##### Stored data
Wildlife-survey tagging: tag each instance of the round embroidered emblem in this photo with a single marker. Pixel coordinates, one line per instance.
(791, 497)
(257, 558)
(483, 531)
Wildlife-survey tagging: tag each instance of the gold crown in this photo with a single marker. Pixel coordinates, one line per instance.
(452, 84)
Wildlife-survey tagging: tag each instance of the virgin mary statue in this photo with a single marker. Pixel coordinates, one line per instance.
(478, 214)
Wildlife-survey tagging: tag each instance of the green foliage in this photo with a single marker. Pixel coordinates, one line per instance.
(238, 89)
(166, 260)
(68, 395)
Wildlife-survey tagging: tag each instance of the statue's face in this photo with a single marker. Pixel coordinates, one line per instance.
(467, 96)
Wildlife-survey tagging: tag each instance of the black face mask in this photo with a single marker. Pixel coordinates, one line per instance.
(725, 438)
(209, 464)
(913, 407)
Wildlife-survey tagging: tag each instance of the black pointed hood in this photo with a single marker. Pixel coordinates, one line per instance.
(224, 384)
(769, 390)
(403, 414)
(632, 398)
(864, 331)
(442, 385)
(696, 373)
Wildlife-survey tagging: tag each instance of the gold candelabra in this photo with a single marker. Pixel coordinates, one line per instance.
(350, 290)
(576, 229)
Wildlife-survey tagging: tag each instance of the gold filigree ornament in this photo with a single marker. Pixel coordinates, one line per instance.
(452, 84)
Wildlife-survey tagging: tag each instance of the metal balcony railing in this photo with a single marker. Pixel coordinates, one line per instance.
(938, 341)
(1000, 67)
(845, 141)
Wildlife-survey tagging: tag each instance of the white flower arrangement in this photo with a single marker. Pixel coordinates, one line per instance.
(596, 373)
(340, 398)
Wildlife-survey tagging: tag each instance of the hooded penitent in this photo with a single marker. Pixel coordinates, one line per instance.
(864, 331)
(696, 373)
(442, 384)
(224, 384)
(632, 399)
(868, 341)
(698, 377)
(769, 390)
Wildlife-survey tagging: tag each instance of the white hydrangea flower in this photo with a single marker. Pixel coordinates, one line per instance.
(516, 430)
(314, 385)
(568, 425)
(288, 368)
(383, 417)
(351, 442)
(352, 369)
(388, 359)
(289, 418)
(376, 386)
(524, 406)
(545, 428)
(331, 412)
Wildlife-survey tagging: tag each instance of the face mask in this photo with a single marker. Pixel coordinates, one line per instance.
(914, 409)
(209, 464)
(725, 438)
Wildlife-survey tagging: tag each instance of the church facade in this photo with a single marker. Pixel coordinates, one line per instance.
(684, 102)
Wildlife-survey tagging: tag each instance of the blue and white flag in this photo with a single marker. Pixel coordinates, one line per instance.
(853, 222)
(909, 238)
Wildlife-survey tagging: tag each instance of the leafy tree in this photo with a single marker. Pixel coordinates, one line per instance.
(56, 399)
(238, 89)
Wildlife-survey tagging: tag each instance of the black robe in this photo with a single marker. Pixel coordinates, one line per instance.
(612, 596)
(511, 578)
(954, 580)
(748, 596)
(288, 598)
##########
**What you should do**. Reproduce verbatim the stretch of rows above, from the line containing "Wildlife-survey tagging: tag each instance of the hooded" through the last row.

**Answer to this problem**.
Wildlife-survey tagging: tag each instance of the hooded penitent in this photo with a single marker. Pixel coordinates, one line per instance.
(864, 331)
(696, 373)
(442, 384)
(224, 384)
(632, 399)
(868, 341)
(698, 377)
(769, 390)
Wildlife-survey tagging: tag each instance of the white hydrangea flower in this photo with a single marker. Pixel coordinates, one line per instance.
(516, 430)
(314, 385)
(568, 425)
(288, 368)
(383, 417)
(351, 442)
(352, 369)
(388, 359)
(289, 418)
(376, 386)
(524, 406)
(545, 428)
(331, 412)
Wildlife-survey tagging: tag each instance of the face mask in this photo with a single marker. Pixel coordinates, one line per instance.
(914, 409)
(209, 464)
(725, 438)
Wildlife-survey tagging: tag each instance of the church facade in this photo with a single marker. Pixel coordinates, one line per instance.
(684, 102)
Wildlife-survey tagging: tag each instance of the blue and white flag in this photo with a single marker. Pixel coordinates, one line per instance.
(853, 222)
(909, 238)
Wildlife-survey tagging: tag each instance of the leafy tree in this photo with a single marker. Pixel coordinates, one line per instance.
(56, 399)
(238, 89)
Wildlife-survey tagging: tag each instance of the black robe in this photo with a single marker. Pixel coordinates, one line per instance.
(612, 596)
(511, 578)
(954, 580)
(748, 596)
(288, 598)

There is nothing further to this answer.